■ **Document text**:
--- --- ---

Groesbeek Canadian War Cemetery and Memorial (French:Le Cimetière de Guerre Canadien Groesbeek, Dutch:Canadese Oorlogsbegraafplaats Groesbeek) is a Second World War Commonwealth War Graves Commission military war grave cemetery, located in the village of Groesbeek,  southeast of Nijmegen in the Netherlands. Of the total 2,619 burials, the cemetery contains 2,338 Canadian soldiers. It was built to a design by Commission architect Philip Hepworth.

History
The cemetery is unique in that many of the dead were brought here from nearby Germany. It is one of the few cases where bodies were moved across international frontiers. It is believed that all fallen Canadian soldiers of the Rhineland battles, who were buried in German battlefields, were re-interred here (except for one who is buried in Reichswald Forest War Cemetery). General Crerar, who commanded Canadian land forces in Europe, ordered that Canadian dead were not to be buried in German soil.

The cemetery also has a Cross of Sacrifice within it.

Thousands of Dutch children tend the graves of the soldiers buried here as they do throughout the Netherlands.

Commemoration
Within the cemetery stands the Groesbeek Memorial, which commemorates members of the Commonwealth land forces who died during the campaign in north-west Europe between the time of crossing the Seine River at the end of August 1944 and the end of the war in Europe. There are 1,016 names on the memorial; although since the date of completion of the name-panels, graves have been found for four men commemorated by it. The Bayeux Memorial in Normandy, France honours 103 Canadian servicemen and women.

--- --- ---

■ **Short problem A**: Count the lines in the listing that contain the string "toolbox", with case counting, and give only that number.

--- --- ---

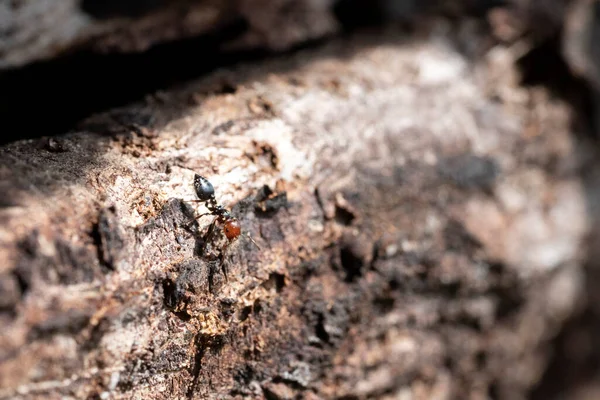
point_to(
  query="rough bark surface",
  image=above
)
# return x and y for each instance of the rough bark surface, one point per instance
(420, 219)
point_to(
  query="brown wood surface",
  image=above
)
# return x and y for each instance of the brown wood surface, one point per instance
(421, 221)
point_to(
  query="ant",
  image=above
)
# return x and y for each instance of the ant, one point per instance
(231, 226)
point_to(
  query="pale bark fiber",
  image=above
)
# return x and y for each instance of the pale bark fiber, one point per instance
(420, 219)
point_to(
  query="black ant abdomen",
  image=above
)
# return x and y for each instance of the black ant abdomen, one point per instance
(204, 189)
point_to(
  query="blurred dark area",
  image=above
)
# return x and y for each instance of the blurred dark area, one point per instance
(80, 81)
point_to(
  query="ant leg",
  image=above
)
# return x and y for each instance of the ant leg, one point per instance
(223, 266)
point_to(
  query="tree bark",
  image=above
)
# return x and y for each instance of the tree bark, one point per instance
(419, 219)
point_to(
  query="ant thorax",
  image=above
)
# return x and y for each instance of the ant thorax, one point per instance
(215, 241)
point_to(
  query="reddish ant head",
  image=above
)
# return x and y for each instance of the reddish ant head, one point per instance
(232, 229)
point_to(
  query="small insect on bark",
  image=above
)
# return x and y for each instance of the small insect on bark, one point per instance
(206, 194)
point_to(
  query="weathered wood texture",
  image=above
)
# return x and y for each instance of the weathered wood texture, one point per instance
(429, 244)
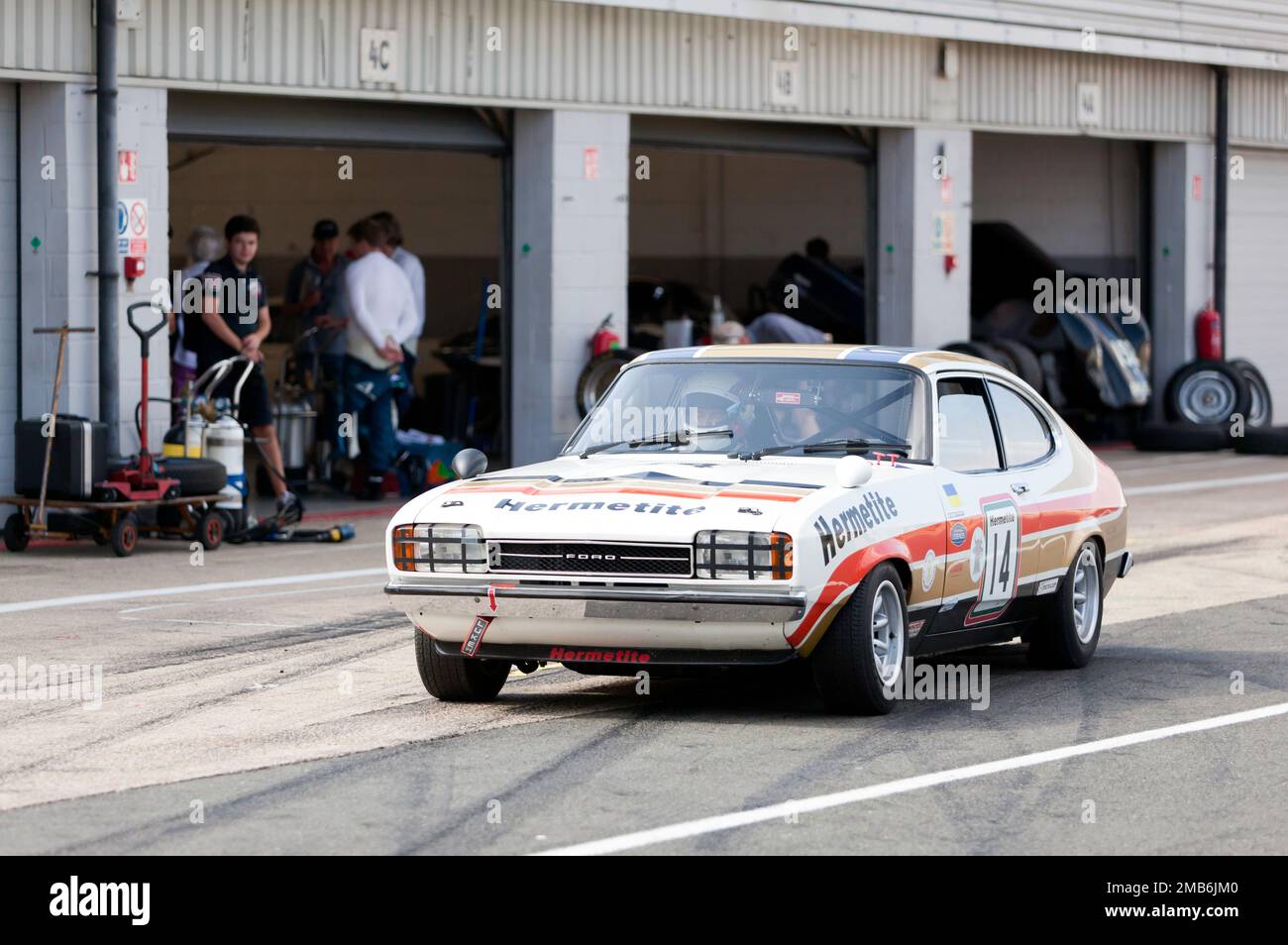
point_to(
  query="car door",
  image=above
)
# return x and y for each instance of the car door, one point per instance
(991, 510)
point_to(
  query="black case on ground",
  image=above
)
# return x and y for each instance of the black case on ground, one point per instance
(77, 461)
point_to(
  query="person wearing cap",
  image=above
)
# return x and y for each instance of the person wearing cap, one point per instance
(314, 290)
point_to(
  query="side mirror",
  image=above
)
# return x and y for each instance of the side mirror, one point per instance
(469, 464)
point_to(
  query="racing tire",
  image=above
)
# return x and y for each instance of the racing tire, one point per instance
(196, 476)
(1181, 438)
(458, 679)
(1207, 391)
(210, 529)
(597, 373)
(1028, 368)
(1067, 635)
(125, 535)
(861, 656)
(1265, 441)
(17, 535)
(1262, 409)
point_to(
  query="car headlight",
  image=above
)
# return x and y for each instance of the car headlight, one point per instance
(452, 549)
(743, 555)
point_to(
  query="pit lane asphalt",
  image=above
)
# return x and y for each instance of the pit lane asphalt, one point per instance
(296, 722)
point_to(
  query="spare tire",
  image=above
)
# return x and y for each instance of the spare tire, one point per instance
(1181, 438)
(1262, 441)
(1028, 368)
(196, 476)
(597, 373)
(1261, 411)
(1207, 391)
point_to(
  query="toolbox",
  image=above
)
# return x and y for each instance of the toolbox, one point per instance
(77, 459)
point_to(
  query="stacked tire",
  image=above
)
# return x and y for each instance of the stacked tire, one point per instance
(1216, 404)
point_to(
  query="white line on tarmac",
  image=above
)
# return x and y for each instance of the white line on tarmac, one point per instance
(759, 815)
(245, 596)
(1196, 484)
(46, 602)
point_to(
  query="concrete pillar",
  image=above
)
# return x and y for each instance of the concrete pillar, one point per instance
(1183, 255)
(8, 280)
(56, 191)
(571, 209)
(918, 301)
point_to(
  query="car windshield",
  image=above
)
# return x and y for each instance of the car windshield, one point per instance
(755, 407)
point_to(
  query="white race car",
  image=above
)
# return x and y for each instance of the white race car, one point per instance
(760, 503)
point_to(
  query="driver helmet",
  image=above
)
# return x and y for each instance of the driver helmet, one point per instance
(707, 408)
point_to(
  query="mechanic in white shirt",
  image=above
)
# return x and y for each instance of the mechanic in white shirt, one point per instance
(410, 262)
(381, 319)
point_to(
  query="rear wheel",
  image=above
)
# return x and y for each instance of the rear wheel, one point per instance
(1070, 630)
(861, 656)
(125, 535)
(17, 535)
(458, 679)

--- --- ---

■ **Short problem B**: Pick up the article on Groesbeek Canadian War Cemetery where it ends and write its continuation.

■ **Exercise output A**: 2

■ **Exercise output B**:
The memorial consists of twin colonnaded buildings which face each other across the grass forecourt of the cemetery, between the entrance and the "Stone of Remembrance." The names of the men whose graves are unknown are inscribed in panels of Portland stone built into the rear walls.

International Four Days Marches Nijmegen
On the third day of the International Four Days Marches Nijmegen, the route leads along the Canadian military cemetery, and the military participants commemorate their colleagues from the Second World War during an impressive ceremonial gathering.

Notable graves
Aubrey Cosens (1921–1945) of the Queen's Own Rifles of Canada VC 
John Baskeyfield (1922–1944) of the South Staffordshire Regiment VC is remembered on the memorial.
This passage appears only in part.